Prompt 1
In the Chang'e-4 passage, what is the name of the relay satellite operating in the halo orbit?

The probe injected maneuver parameters at 4:55 am and its engine successfully ignited four hours later, which allows the probe to get into an elliptical lunar orbit with the perilune at about 15 km and the apolune at about 100 km at 8:55 am, said CNSA.

Since the Chang'e-4 entered the lunar orbit on Dec. 12, the ground control center in Beijing has trimmed the probe's orbit twice, as well as made four tests on the communication link between the probe and the relay satellite Queqiao, or Magpie Bridge, which is operating in the halo orbit around the second Lagrangian (L2) point of the earth-moon system.

The space engineers also checked the imaging instruments and ranging detectors on the probe to prepare for the landing.

The control center will choose a proper time to land the probe on the far side of the moon, according to CNSA. 

Having sent three previous missions moonward since 2007, including one that hosted the nation’s first-ever robotic lander and rover, China’s latest lunar foray began in the early hours of Dec. 8, 2018, when a Long March-3B carrier rocket launched from the Xichang Satellite Launch Center in Southwest China’s Sichuan Province, carrying the Chang’e-4 spacecraft. Consisting of a lander and a rover, Chang’e-4 targets the moon’s far side, the lunar hemisphere that is always facing away from Earth. No spacecraft has ever achieved a soft landing there before, although in 1962 NASA crashed its Ranger 4 probe into the far side surface.

Prompt 2
Reproduce the stretch of the data records from the line containing "Exercise. Find the window frame" through the end of the records, substituting "door frame" for "window frame" and leaving everything else unchanged.

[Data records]
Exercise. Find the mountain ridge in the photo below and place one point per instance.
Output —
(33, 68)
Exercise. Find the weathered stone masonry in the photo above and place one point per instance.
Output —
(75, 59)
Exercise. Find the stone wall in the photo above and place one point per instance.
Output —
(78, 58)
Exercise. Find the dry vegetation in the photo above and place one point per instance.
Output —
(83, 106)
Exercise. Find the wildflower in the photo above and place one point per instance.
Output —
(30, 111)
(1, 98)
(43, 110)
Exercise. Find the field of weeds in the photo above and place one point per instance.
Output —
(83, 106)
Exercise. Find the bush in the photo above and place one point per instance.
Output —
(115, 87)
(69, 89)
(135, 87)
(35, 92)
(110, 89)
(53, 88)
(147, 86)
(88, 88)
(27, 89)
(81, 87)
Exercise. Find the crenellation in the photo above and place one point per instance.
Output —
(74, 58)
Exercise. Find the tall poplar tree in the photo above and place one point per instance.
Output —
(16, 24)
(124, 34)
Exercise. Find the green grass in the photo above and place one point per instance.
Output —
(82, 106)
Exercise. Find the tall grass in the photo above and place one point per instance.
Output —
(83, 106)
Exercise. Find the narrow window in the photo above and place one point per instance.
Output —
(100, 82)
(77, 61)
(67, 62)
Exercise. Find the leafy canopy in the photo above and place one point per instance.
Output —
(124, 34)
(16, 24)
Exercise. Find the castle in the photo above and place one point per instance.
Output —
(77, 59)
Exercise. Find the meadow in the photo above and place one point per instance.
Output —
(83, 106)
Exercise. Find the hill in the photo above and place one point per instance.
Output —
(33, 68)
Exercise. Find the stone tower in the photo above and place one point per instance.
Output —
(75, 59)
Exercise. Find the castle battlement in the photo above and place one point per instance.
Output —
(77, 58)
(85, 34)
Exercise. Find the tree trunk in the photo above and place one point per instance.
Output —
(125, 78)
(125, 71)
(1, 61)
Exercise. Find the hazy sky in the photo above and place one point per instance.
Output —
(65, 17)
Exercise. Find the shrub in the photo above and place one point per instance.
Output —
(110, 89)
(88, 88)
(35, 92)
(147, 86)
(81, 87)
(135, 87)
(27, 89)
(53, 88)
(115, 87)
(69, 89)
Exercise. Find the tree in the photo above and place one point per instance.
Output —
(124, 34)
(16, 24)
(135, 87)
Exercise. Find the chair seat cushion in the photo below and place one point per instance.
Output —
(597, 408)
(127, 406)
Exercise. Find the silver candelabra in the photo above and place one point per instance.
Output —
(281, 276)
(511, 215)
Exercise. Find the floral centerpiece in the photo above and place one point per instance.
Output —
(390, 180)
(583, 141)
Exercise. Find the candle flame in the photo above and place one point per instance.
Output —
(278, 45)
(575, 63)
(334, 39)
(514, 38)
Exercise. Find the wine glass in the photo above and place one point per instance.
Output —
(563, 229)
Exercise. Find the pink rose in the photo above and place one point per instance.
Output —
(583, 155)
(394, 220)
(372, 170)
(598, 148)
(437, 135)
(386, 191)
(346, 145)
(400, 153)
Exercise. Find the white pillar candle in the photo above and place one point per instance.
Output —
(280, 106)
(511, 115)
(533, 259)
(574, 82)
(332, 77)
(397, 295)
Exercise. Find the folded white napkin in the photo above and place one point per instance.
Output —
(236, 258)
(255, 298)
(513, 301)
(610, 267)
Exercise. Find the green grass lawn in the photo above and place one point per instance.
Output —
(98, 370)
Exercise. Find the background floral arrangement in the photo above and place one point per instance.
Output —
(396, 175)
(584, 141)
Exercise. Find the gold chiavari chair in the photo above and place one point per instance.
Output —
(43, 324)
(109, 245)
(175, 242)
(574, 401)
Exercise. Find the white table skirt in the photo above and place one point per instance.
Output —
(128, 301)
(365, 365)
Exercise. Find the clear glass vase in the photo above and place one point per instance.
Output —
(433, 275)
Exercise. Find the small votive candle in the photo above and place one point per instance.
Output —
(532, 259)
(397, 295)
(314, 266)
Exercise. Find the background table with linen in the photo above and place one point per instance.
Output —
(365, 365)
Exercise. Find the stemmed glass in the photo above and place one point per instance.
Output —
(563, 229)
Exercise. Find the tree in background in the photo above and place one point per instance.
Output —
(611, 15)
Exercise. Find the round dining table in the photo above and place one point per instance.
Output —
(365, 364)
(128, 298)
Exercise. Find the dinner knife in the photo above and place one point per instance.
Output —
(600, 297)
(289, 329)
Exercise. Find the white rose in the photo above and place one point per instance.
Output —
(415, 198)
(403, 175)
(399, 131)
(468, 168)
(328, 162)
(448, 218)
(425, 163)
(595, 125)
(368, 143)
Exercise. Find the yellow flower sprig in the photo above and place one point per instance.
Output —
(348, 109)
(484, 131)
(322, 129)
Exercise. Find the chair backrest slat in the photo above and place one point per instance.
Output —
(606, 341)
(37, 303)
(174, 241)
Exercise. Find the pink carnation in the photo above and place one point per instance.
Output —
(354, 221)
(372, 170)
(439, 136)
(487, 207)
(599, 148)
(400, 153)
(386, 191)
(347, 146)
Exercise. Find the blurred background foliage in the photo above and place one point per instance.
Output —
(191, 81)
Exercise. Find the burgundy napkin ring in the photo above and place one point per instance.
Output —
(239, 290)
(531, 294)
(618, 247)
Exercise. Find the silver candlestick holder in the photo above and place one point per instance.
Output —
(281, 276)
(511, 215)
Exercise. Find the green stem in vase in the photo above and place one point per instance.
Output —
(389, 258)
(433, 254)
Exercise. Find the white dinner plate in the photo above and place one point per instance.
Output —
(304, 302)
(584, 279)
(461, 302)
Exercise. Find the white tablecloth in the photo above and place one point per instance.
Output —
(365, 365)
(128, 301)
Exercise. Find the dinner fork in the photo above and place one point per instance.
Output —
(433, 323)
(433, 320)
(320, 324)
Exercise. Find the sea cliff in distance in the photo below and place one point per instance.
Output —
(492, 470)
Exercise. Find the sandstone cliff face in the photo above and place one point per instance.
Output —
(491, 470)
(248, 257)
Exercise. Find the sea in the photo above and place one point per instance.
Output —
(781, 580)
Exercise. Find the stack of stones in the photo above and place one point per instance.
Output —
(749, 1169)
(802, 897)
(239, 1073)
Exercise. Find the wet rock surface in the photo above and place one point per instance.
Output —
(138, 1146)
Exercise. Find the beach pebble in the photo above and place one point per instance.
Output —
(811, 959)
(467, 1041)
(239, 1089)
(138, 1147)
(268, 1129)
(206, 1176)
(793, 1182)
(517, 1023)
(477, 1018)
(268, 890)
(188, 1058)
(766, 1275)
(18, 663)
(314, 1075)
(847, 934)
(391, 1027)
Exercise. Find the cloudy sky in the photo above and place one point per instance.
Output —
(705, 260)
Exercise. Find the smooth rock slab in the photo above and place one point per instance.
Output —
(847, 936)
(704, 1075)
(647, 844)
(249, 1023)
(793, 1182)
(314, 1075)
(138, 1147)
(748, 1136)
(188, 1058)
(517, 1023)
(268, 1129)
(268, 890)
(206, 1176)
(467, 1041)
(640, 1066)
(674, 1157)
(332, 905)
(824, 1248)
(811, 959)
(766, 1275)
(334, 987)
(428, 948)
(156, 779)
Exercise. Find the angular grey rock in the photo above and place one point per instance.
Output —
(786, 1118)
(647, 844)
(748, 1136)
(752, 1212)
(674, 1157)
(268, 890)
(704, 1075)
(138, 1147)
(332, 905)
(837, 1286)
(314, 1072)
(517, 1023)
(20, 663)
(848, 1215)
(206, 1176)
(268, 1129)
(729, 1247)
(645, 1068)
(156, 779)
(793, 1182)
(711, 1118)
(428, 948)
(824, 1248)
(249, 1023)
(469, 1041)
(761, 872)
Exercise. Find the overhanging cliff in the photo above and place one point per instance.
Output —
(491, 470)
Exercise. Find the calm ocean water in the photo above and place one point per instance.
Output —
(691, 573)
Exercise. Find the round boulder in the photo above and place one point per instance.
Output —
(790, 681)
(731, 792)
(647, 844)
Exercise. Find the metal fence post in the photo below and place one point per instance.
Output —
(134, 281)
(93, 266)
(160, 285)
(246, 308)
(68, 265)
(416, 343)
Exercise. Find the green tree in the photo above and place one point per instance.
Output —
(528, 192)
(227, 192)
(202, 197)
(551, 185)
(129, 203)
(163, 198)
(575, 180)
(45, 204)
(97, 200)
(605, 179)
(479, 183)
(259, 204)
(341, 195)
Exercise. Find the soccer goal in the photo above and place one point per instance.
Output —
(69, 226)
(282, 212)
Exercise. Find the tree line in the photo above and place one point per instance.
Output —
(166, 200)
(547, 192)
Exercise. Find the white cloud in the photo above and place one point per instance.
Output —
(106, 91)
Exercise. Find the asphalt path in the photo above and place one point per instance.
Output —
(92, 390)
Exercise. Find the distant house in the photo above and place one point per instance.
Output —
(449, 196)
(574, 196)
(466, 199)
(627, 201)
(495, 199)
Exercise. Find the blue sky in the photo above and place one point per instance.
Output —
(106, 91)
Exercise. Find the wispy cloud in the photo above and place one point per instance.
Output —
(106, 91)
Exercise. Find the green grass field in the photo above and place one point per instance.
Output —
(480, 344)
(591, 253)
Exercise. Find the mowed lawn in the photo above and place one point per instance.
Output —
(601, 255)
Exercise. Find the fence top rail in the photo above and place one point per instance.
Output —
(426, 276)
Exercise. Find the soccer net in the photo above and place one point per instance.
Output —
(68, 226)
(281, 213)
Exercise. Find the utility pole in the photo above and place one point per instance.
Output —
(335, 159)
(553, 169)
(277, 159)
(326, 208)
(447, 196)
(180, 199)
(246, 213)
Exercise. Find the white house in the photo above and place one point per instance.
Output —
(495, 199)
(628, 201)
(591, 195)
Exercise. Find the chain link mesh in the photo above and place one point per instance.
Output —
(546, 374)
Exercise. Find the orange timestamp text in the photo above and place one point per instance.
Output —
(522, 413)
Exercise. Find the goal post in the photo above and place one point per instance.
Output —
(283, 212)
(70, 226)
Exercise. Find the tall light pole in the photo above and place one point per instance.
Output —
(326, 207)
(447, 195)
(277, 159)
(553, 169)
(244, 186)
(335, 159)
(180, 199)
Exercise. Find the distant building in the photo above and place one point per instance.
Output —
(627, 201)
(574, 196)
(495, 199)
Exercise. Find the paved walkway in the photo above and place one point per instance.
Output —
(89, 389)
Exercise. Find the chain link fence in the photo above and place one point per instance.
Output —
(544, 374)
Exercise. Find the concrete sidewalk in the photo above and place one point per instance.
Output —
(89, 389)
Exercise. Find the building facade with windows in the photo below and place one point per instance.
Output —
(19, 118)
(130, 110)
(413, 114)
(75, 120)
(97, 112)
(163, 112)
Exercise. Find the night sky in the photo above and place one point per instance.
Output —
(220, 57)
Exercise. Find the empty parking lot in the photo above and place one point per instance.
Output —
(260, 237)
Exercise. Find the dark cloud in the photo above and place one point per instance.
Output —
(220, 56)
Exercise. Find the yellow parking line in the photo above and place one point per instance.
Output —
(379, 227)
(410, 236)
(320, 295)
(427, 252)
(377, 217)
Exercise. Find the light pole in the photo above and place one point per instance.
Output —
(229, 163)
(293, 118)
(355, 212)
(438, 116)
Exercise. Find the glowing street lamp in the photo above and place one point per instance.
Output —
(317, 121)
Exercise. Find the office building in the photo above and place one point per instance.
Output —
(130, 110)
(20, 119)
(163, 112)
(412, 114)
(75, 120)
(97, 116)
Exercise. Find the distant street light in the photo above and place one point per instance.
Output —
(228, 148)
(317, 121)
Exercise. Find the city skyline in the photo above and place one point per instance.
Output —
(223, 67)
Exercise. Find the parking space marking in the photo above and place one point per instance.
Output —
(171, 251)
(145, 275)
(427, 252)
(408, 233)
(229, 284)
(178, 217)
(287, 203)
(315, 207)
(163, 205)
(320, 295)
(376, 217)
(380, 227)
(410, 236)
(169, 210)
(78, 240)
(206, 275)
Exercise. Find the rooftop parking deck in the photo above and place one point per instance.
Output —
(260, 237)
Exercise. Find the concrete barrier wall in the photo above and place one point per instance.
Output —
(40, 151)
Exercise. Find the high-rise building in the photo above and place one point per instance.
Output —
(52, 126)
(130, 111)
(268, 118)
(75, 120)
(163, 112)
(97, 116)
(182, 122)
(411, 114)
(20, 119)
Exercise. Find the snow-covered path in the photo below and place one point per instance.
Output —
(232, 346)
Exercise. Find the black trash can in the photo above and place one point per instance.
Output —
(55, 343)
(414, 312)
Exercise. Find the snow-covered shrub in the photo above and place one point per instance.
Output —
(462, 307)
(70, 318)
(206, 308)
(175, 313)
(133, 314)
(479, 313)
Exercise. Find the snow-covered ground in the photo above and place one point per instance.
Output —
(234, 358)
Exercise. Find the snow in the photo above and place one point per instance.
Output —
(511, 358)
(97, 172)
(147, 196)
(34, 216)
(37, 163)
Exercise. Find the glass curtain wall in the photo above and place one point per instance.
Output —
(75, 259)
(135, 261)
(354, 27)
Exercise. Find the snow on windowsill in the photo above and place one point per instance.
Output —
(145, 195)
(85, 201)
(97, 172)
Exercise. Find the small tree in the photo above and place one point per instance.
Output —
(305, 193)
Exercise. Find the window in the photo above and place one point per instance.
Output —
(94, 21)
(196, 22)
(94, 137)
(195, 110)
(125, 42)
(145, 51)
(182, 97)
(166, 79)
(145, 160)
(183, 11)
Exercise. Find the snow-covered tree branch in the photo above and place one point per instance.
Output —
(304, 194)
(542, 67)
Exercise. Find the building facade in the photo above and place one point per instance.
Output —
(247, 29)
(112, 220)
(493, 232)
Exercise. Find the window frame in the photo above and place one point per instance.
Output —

Final result 1
Queqiao, or Magpie Bridge.

Final result 2
Exercise. Find the door frame in the photo above and place one point per instance.
Output —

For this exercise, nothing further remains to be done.